→ **WHAT YOU ARE ASKED TO DO**: Reproduce all of the data that follows, character for character.

(Natural-language object grounding data)
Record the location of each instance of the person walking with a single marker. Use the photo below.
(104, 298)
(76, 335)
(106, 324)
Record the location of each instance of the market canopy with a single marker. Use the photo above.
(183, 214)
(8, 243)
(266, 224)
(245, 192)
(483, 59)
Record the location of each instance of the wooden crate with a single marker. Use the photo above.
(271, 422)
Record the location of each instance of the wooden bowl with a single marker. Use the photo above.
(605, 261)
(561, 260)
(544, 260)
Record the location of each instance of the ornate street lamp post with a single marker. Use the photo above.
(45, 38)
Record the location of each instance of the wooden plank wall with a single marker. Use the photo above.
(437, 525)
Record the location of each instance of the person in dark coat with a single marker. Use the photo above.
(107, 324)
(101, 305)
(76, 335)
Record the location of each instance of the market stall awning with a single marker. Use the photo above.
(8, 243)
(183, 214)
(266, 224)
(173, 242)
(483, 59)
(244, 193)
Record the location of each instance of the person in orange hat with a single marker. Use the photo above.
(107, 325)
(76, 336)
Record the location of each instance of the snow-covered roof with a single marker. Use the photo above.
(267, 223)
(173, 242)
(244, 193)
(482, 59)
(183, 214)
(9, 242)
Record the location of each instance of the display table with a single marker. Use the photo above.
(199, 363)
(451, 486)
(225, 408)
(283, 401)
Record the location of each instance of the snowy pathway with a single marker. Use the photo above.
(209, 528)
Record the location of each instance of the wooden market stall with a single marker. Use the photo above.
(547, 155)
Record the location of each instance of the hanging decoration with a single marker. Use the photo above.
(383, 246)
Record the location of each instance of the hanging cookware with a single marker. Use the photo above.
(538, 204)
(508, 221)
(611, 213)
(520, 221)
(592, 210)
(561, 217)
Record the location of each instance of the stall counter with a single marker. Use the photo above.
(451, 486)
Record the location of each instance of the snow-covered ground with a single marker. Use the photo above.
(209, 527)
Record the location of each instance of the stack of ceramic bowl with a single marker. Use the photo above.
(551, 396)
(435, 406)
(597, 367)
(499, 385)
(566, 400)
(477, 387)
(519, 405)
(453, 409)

→ **ANSWER TO THIS EXERCISE**:
Record the location of each instance of the person walking with a single marker. Use the photo below.
(104, 298)
(76, 335)
(106, 324)
Record the location of each instance of the market canopy with a single marker. Use the photo above.
(183, 214)
(8, 243)
(266, 224)
(245, 192)
(483, 59)
Record the location of each instance of the wooden crate with a single marker. Use the photo above.
(271, 422)
Record the location of each instance of the wooden bowl with a single marker. Use the photo above.
(605, 261)
(561, 260)
(544, 260)
Record the location of each instance of the ornate street lamp post with a single marker. Use the photo above.
(45, 38)
Record the location of each instance of the wooden plank wall with a single marker. Use the photo above.
(437, 525)
Record the location of each instance of the person in dark coat with a single marker. Use the photo above.
(107, 324)
(101, 305)
(76, 335)
Record the location of each instance of the market stall awning with a single marker. Use the photo above.
(8, 243)
(183, 214)
(266, 224)
(173, 242)
(483, 59)
(244, 193)
Record the location of each instance of the person in orange hat with a single marker. Use the photo above.
(107, 325)
(76, 336)
Record the location of each instance of the snow-covered roof with a single marker. Use the photo above.
(267, 223)
(173, 242)
(244, 193)
(482, 59)
(183, 214)
(9, 242)
Record the location of each instance of the display table with a single marker. Use the photo above.
(199, 363)
(451, 486)
(225, 408)
(283, 401)
Record the location of each instance of the snowy pathway with a single marker. Use the photo above.
(209, 528)
Record the location of each instance of the wooden market stall with a single marker. Use the photo above.
(547, 155)
Record the location of each instance of the hanging decoration with a single marker. Use the photo above.
(383, 246)
Record the location of each instance of the hanging cookware with a single marker. Use the photo above.
(538, 204)
(508, 221)
(611, 213)
(520, 221)
(592, 210)
(561, 217)
Record the location of each instance of the stall counter with a single marker. Use the photo above.
(451, 486)
Record the location of each instance of the snow-covered ground with a single marker. Use the photo above.
(209, 527)
Record the location of each instance of the stack of ceramic bowl with a single marker. Use the photo above.
(551, 396)
(435, 406)
(597, 367)
(499, 385)
(566, 400)
(477, 387)
(519, 405)
(453, 409)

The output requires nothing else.